| What to do |
1. Answer these from the Thailand banking and tax overview, one per line:
(a) Which body supervises banking in Thailand?
(b) What is the corporate tax rate for 2014/2015?
(c) At what rate are profits that branches send to foreign head offices taxed?
2. In one to three sentences, use the Thailand banking and tax overview to explain what lets a resident company receive dividends from another resident company free of withholding tax.
3. Retype part of the Thailand banking and tax overview word for word. Begin at the words "Thailand applies exchange" and stop after the words "receipt of payment.".

··· Provided passage ···

|KEY COUNTRY FACTS|
|System of government:||constitutional monarchy|
|GDP:||US$374bn (2014 est)|
|FATF member:||Associate member via the Asia Pacific Group|
|Other professional financial/banking associations:||Thai Bankers’ Association (TBA)|
- 1 Financial regulatory framework
- 2 Taxation framework
- 3 Clearing and payment systems
- 4 Cash and bank account management
- 5 Liquidity management
- 6 Websites
Financial regulatory framework
The Bank of Thailand (BoT), Thailand’s central bank, is responsible for banking supervision.
Thailand applies exchange controls, which are administered by the Bank of Thailand on behalf of the Ministry of Finance. Resident entities must repatriate all proceeds from exports, invisible transactions or current transfers, in excess of USD 50,000 within 360 days of the date of export and immediately after receipt of payment.
The corporate tax rate is 20% for 2014/2015. Certain small and medium-size limited companies are subject to lower progressive rates up to a certain amount of net taxable profits. A bank deriving profits from an International Banking Facility pays a 10% rate for ‘out-out’ deposits. Foreign companies that carry on the business of international transportation and that have an office in Thailand can be taxed at a rate of 3% of gross proceeds rather than at the normal corporate income tax rate (and are exempt from the tax on profit remittances). Branches are liable to a 10% tax on profits remitted to foreign head offices. There are special rates of CIT for certain listed companies and qualified Regional Operating Headquarters (ROH) that meet certain requirements.
Withholding tax on dividends and interest
A withholding tax exemption is available for resident companies in respect of dividends paid to other resident companies if the recipient entity owns 25% or more of the voting shares in the entity paying the dividend, and the entity paying the dividend does not own any shares directly or indirectly in the recipient company, or if the recipient company is a listed company. Interest paid on loans from a bank, financial institution or insurance agency is taxed at a 10% rate if the lender is resident in a country that has concluded a tax treaty with Thailand, but interest is exempt if it is paid by the government or a Thai financial institution on loans granted under a law intended to promote agriculture, industry or commerce.

··· Supplied entries ···

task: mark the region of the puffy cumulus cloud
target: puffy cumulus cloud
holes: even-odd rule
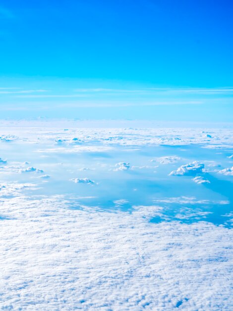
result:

···
··· Supplied entries ···

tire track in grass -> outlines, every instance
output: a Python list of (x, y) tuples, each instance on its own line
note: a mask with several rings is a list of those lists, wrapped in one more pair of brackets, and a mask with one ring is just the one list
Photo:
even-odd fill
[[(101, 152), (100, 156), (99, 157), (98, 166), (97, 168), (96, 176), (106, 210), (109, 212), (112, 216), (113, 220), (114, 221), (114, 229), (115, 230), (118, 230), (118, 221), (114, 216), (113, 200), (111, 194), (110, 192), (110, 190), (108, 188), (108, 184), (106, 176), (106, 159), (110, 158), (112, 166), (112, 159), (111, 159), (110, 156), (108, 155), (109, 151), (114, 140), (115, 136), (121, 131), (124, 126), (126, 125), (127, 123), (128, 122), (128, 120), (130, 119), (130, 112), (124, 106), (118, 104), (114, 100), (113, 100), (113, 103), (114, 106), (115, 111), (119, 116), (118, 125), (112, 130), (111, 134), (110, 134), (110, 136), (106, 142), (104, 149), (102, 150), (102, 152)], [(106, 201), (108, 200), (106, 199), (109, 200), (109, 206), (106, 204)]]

···

| Per-task answers |
1.
(a) The Bank of Thailand (BoT), the country's central bank.
(b) 20%.
(c) 10%.

2. The exemption applies if the company receiving the dividends owns 25% or more of the voting shares in the company paying them, and the paying company owns no shares in the receiving company, directly or indirectly. It also applies if the receiving company is a listed company.

3.
Thailand applies exchange controls, which are administered by the Bank of Thailand on behalf of the Ministry of Finance. Resident entities must repatriate all proceeds from exports, invisible transactions or current transfers, in excess of USD 50,000 within 360 days of the date of export and immediately after receipt of payment.